# TASK GOAL:
Recast the items below as a Markdown table with the columns "Row" and "Line Text", starting with the line containing "Can you spot the knitted" and going on through the line containing "x=633, y=293". Leave out any blank lines.

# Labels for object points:
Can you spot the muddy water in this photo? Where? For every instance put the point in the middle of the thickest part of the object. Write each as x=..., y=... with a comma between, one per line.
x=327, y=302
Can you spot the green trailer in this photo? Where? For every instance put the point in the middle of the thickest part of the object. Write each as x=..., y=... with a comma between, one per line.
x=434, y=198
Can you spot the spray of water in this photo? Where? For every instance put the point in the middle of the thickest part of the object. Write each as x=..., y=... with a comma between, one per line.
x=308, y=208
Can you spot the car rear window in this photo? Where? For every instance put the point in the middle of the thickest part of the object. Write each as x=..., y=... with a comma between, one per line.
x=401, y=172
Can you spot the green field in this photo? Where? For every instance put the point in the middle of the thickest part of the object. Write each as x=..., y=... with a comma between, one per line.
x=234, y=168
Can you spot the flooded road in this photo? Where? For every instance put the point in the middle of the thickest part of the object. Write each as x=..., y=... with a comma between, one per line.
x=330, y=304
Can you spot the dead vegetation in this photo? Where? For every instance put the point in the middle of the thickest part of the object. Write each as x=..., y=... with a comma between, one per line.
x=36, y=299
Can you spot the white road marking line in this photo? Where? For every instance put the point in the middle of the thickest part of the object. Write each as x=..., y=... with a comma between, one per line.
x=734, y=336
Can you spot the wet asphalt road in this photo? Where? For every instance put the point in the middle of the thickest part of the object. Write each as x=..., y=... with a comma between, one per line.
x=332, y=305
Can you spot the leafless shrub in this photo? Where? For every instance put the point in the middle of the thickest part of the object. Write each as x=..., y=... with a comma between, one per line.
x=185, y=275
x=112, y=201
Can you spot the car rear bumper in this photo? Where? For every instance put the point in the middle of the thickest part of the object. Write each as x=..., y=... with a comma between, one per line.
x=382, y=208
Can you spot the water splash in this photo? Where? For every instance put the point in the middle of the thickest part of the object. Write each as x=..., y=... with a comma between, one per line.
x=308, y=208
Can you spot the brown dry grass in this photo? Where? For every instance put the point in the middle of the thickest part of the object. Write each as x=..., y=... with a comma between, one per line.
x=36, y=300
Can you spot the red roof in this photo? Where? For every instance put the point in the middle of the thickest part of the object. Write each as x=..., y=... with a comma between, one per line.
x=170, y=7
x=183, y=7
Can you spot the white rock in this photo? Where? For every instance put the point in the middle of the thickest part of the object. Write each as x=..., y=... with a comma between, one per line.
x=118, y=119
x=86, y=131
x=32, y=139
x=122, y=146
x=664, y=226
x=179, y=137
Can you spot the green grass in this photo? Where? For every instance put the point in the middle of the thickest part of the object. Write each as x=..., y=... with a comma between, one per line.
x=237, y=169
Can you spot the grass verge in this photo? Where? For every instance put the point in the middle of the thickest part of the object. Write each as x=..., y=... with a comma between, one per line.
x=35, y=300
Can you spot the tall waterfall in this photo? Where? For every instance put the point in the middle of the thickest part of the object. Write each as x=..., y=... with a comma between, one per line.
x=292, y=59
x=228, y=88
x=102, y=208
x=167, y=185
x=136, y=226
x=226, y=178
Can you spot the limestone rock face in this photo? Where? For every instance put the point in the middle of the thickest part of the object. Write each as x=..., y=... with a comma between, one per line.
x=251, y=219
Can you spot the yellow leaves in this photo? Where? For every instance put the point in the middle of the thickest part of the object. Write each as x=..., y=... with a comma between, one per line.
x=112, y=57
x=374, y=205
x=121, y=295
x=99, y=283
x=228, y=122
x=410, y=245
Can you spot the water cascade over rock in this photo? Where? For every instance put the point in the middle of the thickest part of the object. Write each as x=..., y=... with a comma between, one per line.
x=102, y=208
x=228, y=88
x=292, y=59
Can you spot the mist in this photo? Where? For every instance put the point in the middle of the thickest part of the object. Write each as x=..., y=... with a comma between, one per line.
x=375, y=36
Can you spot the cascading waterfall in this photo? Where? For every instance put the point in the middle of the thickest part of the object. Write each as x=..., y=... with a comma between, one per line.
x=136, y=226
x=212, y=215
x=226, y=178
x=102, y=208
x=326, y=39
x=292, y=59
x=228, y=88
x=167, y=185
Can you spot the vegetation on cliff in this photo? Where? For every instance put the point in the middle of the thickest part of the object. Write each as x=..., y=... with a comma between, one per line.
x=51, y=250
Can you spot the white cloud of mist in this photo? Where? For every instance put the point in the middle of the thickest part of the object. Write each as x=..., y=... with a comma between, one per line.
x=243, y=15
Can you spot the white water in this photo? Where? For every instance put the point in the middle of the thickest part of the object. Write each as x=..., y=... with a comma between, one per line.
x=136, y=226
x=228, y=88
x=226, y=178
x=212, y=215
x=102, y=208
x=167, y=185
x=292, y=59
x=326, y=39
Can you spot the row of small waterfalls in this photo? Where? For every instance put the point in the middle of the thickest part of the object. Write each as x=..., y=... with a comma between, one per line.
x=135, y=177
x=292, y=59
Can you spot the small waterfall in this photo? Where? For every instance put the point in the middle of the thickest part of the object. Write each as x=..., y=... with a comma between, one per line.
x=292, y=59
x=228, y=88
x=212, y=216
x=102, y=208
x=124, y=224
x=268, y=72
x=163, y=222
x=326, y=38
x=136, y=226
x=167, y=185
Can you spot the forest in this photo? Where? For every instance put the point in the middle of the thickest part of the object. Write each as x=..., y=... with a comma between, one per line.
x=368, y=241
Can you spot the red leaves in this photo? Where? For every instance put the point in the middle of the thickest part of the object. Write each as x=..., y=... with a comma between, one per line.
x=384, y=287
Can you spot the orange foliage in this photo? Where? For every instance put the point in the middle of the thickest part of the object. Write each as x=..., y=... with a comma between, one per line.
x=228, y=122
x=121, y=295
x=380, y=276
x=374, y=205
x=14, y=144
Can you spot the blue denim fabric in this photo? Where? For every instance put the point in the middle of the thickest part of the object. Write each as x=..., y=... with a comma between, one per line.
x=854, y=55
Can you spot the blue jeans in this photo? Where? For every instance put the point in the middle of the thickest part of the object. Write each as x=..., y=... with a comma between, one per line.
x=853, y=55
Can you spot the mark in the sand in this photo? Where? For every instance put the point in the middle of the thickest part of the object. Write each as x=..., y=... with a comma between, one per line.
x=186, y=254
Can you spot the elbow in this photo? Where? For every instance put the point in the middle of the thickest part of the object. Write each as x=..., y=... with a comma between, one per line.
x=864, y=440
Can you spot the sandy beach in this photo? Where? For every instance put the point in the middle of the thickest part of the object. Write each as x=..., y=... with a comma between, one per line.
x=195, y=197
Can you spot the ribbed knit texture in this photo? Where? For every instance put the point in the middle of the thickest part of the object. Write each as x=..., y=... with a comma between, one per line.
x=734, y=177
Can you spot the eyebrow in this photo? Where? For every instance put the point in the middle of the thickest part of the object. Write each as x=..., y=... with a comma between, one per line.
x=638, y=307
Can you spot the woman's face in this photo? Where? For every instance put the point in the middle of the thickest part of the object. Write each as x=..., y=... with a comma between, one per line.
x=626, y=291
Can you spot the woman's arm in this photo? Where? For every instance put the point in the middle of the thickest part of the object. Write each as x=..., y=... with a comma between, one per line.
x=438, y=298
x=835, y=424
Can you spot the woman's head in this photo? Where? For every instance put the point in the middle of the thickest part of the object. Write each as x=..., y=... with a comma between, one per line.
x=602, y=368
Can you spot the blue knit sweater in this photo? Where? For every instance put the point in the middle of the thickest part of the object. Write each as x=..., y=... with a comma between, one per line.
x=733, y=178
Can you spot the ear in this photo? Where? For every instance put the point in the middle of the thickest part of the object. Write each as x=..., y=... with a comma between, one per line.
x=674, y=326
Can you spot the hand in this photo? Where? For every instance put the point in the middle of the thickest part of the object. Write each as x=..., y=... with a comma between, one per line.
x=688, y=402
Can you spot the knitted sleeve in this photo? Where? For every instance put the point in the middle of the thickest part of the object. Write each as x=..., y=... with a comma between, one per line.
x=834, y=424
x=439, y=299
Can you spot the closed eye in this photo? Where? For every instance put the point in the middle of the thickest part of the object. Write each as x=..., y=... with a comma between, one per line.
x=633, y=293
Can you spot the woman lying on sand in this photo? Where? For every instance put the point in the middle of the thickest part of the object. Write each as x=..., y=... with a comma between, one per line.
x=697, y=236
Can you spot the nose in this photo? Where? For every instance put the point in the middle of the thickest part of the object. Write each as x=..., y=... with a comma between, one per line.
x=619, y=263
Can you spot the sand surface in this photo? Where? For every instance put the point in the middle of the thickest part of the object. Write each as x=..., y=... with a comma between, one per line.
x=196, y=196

# RESULT OF THIS TASK:
| Row | Line Text |
|---|---|
| 1 | Can you spot the knitted sleeve in this photo? Where? For every instance put the point in the middle of the thickest part of the object. Write each as x=..., y=... with a comma between, one per line. |
| 2 | x=834, y=424 |
| 3 | x=439, y=299 |
| 4 | Can you spot the closed eye in this photo? Where? For every instance put the point in the middle of the thickest part of the object. Write each as x=..., y=... with a comma between, one per line. |
| 5 | x=633, y=293 |